(Text provided)

Yellow mignon AA batteries on the blue printed circuit board. Macro shot
A team of scientists from Fudan University in China has developed a breakthrough method to rejuvenate old lithium-ion batteries, significantly extending their lifespan.
By injecting lithium into the batteries, the researchers claim that the service life of the batteries can be extended by thousands of charging cycles.
The research team, composed of chemists, molecular engineers, and material scientists, succeeded in increasing the average number of charging cycles of a battery from 1,500 to an impressive 12,000.
This advancement addresses a common issue with lithium-ion batteries—degradation over time, which reduces battery performance.
As lithium ions are deposited, they form “dead lithium” deposits that decrease the electrolyte’s lithium ion concentration, ultimately reducing the battery’s capacity.
Once the capacity falls below 80% of its original value, the battery is generally considered unsuitable for mobile use, such as in vehicles.
Through detailed experimentation, the team compared battery degradation to a disease progression, where a key component deteriorates while the rest of the system remains functional.
The researchers then developed special materials to restore lost lithium ions, improving both the performance and lifespan of the batteries.
Using an AI-driven tool trained on digitized molecular properties, the team identified LiSO₂CF₃, a molecule that met all compatibility requirements, was cost-effective, and could be used in nearly all commercially available batteries.
The rejuvenation process involves injecting this molecule into the area where the active lithium ions are located. A small amount of gas is released during the process, after which the battery can be recharged.
Tests demonstrated a significant improvement in battery life, increasing the average cycle count from 1,500 to 12,000, reducing environmental impact by prolonging battery usage and reducing waste.
However, the method is not universally applicable. The batteries must be designed to accommodate this process from the start, allowing for the release of chemical by-products.
Despite this limitation, the new approach offers a promising solution for extending the life of lithium-ion batteries, potentially delaying the need for decommissioning.

(End Text provided)

Problems and tasks =
A – Set down the passage of the lithium-ion battery article from "Yellow mignon AA" to "the battery’s capacity.", word for word.
B – In the lithium-ion battery article, which molecule did the team identify with an AI-driven tool?

(Entries supplied)

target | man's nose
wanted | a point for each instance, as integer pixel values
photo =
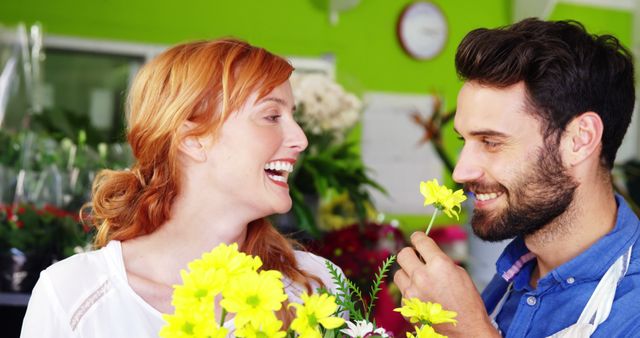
(296, 138)
(468, 168)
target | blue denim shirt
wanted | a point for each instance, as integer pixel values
(560, 296)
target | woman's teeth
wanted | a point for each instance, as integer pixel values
(486, 197)
(279, 166)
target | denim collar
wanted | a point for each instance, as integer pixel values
(516, 262)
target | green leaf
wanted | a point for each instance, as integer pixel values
(383, 270)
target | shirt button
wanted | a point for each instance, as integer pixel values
(531, 300)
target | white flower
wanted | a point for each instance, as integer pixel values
(360, 329)
(324, 106)
(381, 332)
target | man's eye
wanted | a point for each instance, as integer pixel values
(490, 144)
(273, 117)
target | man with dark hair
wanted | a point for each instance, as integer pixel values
(542, 112)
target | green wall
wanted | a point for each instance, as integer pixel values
(367, 53)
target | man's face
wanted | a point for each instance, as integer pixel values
(517, 177)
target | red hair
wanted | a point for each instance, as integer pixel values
(202, 82)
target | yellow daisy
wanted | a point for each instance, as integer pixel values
(426, 313)
(316, 310)
(254, 296)
(425, 331)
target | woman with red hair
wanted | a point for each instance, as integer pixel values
(211, 127)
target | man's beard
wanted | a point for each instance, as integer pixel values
(538, 197)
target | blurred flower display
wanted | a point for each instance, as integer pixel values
(332, 162)
(43, 183)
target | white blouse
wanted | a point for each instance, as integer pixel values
(88, 295)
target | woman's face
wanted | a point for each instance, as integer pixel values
(255, 152)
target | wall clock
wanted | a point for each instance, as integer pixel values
(422, 30)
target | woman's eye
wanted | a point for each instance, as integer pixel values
(490, 144)
(273, 117)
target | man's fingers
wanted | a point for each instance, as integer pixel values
(408, 260)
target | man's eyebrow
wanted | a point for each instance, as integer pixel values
(484, 132)
(276, 100)
(488, 132)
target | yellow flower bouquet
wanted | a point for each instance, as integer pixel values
(226, 281)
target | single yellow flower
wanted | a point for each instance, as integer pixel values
(442, 197)
(185, 323)
(426, 313)
(425, 331)
(316, 310)
(267, 329)
(254, 296)
(227, 259)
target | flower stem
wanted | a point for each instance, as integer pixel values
(223, 315)
(433, 217)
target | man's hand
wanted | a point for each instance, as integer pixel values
(436, 278)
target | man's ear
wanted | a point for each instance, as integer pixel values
(583, 138)
(190, 145)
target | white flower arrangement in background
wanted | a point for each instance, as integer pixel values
(325, 109)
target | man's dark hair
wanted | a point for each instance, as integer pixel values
(566, 72)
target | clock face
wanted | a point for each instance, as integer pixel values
(422, 30)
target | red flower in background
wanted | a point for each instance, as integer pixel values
(359, 252)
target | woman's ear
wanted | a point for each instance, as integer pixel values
(583, 138)
(190, 145)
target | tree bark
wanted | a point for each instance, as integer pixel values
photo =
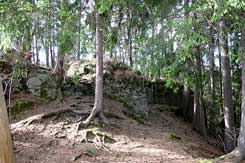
(47, 55)
(98, 109)
(212, 84)
(227, 84)
(199, 114)
(79, 32)
(59, 74)
(130, 36)
(241, 138)
(185, 102)
(6, 145)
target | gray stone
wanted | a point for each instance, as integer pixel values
(43, 85)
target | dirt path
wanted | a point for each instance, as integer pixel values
(163, 138)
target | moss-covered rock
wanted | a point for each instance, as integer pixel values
(43, 85)
(21, 106)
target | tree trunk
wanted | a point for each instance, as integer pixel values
(98, 109)
(59, 74)
(199, 114)
(241, 138)
(47, 55)
(79, 32)
(227, 84)
(185, 102)
(212, 85)
(130, 37)
(6, 146)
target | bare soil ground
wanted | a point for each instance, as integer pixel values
(163, 138)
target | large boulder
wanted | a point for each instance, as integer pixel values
(43, 85)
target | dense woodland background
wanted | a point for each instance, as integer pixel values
(196, 47)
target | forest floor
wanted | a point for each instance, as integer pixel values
(56, 139)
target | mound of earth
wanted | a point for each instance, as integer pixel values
(55, 138)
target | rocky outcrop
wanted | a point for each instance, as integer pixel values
(42, 85)
(120, 83)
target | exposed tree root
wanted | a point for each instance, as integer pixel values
(96, 137)
(39, 118)
(95, 113)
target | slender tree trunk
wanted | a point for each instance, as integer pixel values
(130, 36)
(199, 114)
(79, 32)
(6, 145)
(98, 109)
(241, 138)
(185, 102)
(238, 154)
(227, 83)
(212, 84)
(59, 74)
(47, 55)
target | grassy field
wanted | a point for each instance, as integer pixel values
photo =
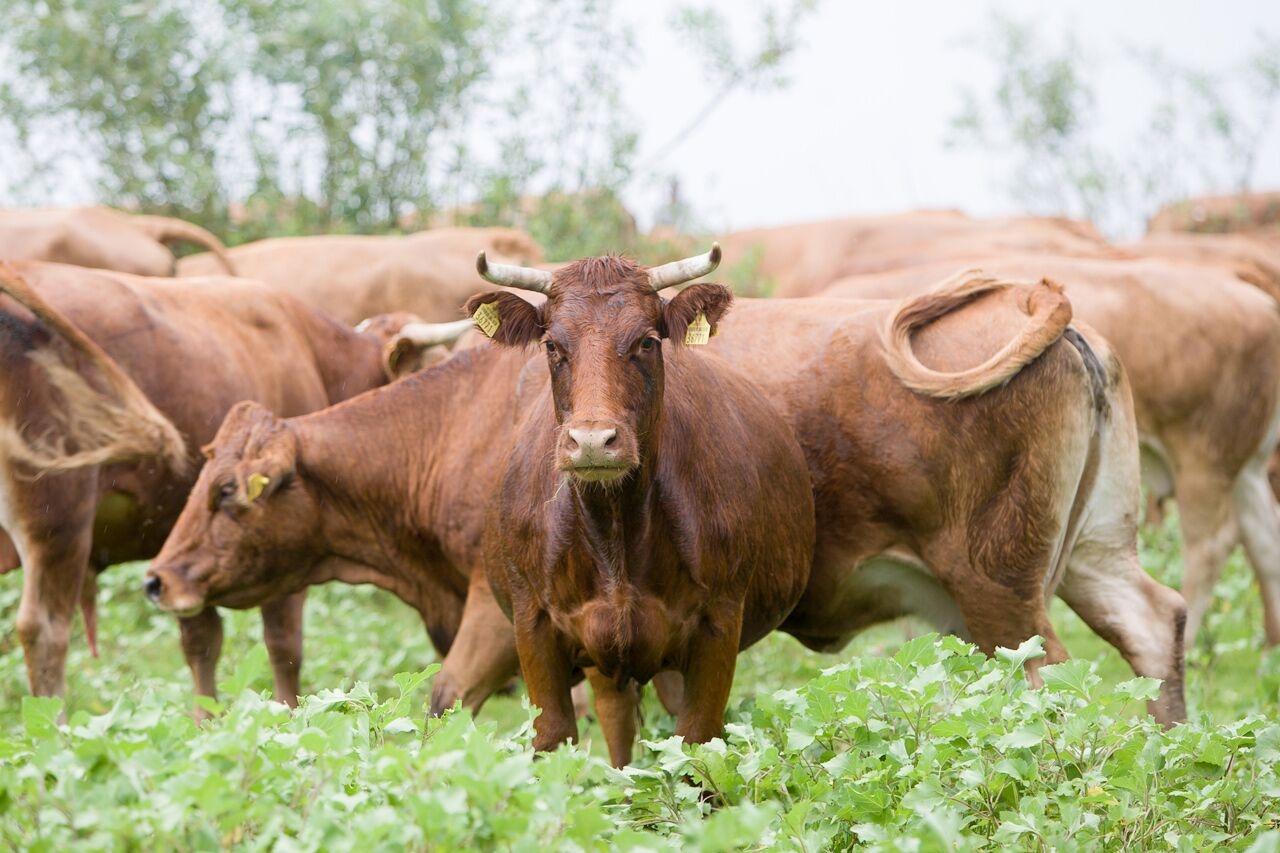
(896, 743)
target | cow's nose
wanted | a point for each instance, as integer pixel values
(593, 446)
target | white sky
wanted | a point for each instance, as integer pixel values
(863, 126)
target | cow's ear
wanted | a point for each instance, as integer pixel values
(708, 301)
(270, 463)
(506, 318)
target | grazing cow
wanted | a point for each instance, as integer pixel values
(108, 383)
(1203, 354)
(974, 461)
(656, 512)
(803, 259)
(103, 238)
(407, 518)
(1239, 211)
(428, 274)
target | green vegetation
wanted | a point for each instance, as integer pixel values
(917, 744)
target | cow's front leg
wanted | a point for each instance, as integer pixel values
(202, 644)
(709, 676)
(547, 671)
(483, 656)
(282, 632)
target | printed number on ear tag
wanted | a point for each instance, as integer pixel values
(487, 318)
(256, 486)
(699, 332)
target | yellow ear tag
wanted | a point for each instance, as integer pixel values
(487, 318)
(699, 332)
(256, 486)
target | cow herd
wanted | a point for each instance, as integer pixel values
(615, 482)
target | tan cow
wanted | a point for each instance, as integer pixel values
(1203, 354)
(429, 274)
(923, 502)
(1238, 211)
(970, 455)
(109, 383)
(1249, 258)
(104, 238)
(805, 258)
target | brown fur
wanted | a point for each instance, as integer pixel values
(99, 428)
(1203, 354)
(101, 238)
(351, 278)
(190, 350)
(805, 258)
(695, 546)
(407, 519)
(1048, 311)
(968, 512)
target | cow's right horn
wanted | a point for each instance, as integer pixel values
(684, 270)
(524, 278)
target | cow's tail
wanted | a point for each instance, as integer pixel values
(91, 428)
(1047, 309)
(168, 229)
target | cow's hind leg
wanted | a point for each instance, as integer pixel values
(282, 632)
(1206, 515)
(1260, 528)
(202, 644)
(53, 538)
(1139, 616)
(618, 710)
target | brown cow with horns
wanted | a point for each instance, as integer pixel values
(656, 514)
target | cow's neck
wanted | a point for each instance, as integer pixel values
(369, 463)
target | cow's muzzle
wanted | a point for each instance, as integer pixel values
(597, 452)
(168, 593)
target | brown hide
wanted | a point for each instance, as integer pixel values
(103, 238)
(684, 536)
(1202, 351)
(805, 258)
(965, 512)
(195, 347)
(1249, 259)
(429, 274)
(407, 518)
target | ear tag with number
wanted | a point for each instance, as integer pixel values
(487, 318)
(699, 332)
(256, 486)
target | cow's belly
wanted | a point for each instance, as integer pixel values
(874, 591)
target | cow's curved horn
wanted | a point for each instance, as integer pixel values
(684, 270)
(430, 334)
(525, 278)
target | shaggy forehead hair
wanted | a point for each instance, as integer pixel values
(602, 277)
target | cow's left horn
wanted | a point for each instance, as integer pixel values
(684, 270)
(430, 334)
(524, 278)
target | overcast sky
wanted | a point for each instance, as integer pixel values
(864, 123)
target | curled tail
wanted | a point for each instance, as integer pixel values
(168, 229)
(1047, 309)
(118, 427)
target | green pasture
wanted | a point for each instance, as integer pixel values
(901, 742)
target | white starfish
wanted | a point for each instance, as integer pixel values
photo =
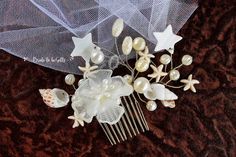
(166, 40)
(83, 47)
(189, 83)
(145, 54)
(78, 120)
(157, 72)
(87, 69)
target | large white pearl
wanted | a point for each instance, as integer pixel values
(142, 65)
(165, 59)
(151, 105)
(174, 75)
(70, 79)
(128, 78)
(141, 85)
(139, 44)
(97, 56)
(127, 45)
(117, 27)
(187, 60)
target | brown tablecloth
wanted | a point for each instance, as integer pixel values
(202, 124)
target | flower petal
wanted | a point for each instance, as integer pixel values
(112, 115)
(121, 87)
(97, 77)
(86, 107)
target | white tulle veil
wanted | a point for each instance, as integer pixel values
(40, 31)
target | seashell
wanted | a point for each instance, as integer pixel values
(117, 27)
(127, 45)
(168, 103)
(54, 98)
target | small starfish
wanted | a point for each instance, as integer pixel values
(189, 83)
(87, 69)
(157, 72)
(78, 120)
(145, 54)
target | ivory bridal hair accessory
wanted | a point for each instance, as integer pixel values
(94, 37)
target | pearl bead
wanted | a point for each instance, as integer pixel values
(70, 79)
(117, 27)
(174, 75)
(151, 95)
(128, 78)
(165, 59)
(118, 101)
(142, 65)
(187, 60)
(97, 56)
(151, 105)
(139, 44)
(127, 45)
(141, 85)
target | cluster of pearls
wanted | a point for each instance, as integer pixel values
(174, 75)
(128, 78)
(165, 59)
(139, 44)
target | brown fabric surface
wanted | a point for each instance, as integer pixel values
(202, 124)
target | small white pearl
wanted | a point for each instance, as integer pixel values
(118, 101)
(141, 85)
(128, 78)
(139, 44)
(127, 45)
(117, 27)
(174, 75)
(97, 56)
(151, 105)
(142, 65)
(187, 60)
(165, 59)
(70, 79)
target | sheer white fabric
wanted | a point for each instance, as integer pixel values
(40, 31)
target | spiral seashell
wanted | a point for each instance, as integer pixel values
(54, 98)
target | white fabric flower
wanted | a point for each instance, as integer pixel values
(99, 96)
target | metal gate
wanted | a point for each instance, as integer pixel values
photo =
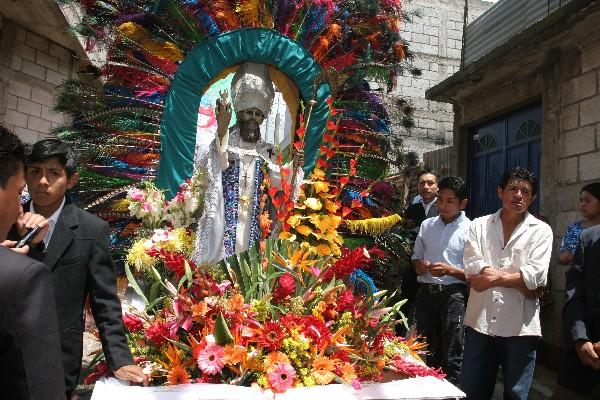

(End Entries supplied)

Numbered answers =
A –
Yellow mignon AA batteries on the blue printed circuit board. Macro shot
A team of scientists from Fudan University in China has developed a breakthrough method to rejuvenate old lithium-ion batteries, significantly extending their lifespan.
By injecting lithium into the batteries, the researchers claim that the service life of the batteries can be extended by thousands of charging cycles.
The research team, composed of chemists, molecular engineers, and material scientists, succeeded in increasing the average number of charging cycles of a battery from 1,500 to an impressive 12,000.
This advancement addresses a common issue with lithium-ion batteries—degradation over time, which reduces battery performance.
As lithium ions are deposited, they form “dead lithium” deposits that decrease the electrolyte’s lithium ion concentration, ultimately reducing the battery’s capacity.

B – LiSO₂CF₃